» **RECORDS FOR PROCESSING**
BEGIN
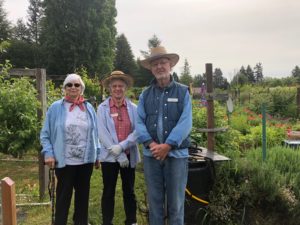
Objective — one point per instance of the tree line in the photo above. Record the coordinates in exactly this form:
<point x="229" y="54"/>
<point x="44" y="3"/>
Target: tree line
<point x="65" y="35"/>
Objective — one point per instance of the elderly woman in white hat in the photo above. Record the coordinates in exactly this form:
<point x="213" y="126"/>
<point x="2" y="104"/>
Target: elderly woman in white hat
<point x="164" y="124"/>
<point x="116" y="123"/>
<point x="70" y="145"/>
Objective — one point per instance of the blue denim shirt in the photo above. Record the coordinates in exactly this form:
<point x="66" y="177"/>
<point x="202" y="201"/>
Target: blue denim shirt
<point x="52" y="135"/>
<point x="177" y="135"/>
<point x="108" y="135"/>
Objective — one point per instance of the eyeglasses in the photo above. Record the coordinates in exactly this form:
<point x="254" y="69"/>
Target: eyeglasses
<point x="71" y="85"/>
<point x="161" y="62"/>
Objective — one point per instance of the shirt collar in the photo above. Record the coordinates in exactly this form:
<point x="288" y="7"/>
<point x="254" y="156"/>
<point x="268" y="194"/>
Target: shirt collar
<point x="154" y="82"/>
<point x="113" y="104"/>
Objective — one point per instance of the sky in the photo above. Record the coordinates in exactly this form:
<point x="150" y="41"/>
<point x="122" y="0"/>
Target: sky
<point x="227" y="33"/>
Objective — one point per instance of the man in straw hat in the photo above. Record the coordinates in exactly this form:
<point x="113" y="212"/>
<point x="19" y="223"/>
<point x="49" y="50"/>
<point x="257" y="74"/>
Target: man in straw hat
END
After locating the line that contains "Target: blue denim shirt", print that line and every one after it through the last line of the listing, exactly.

» **SOLVED PROBLEM**
Target: blue denim shirt
<point x="52" y="135"/>
<point x="177" y="135"/>
<point x="108" y="135"/>
Objective — one point per instance of the eyeglasses in the photo above. Record the coordinates in exactly this form:
<point x="254" y="69"/>
Target: eyeglasses
<point x="71" y="85"/>
<point x="161" y="62"/>
Objective — one point per instance of the shirt collar in the photo above. Record the coordinates in exactly this form:
<point x="288" y="7"/>
<point x="254" y="156"/>
<point x="268" y="194"/>
Target: shirt collar
<point x="154" y="82"/>
<point x="113" y="104"/>
Objective — one point per instance of the sky in the photo above. Record the coordinates in exactly this form:
<point x="150" y="41"/>
<point x="122" y="0"/>
Target: sky
<point x="227" y="33"/>
Objective — one point per instance of the man in straw hat in the photo above. Record the coordinates in exactly this form:
<point x="113" y="212"/>
<point x="19" y="223"/>
<point x="49" y="50"/>
<point x="257" y="74"/>
Target: man in straw hat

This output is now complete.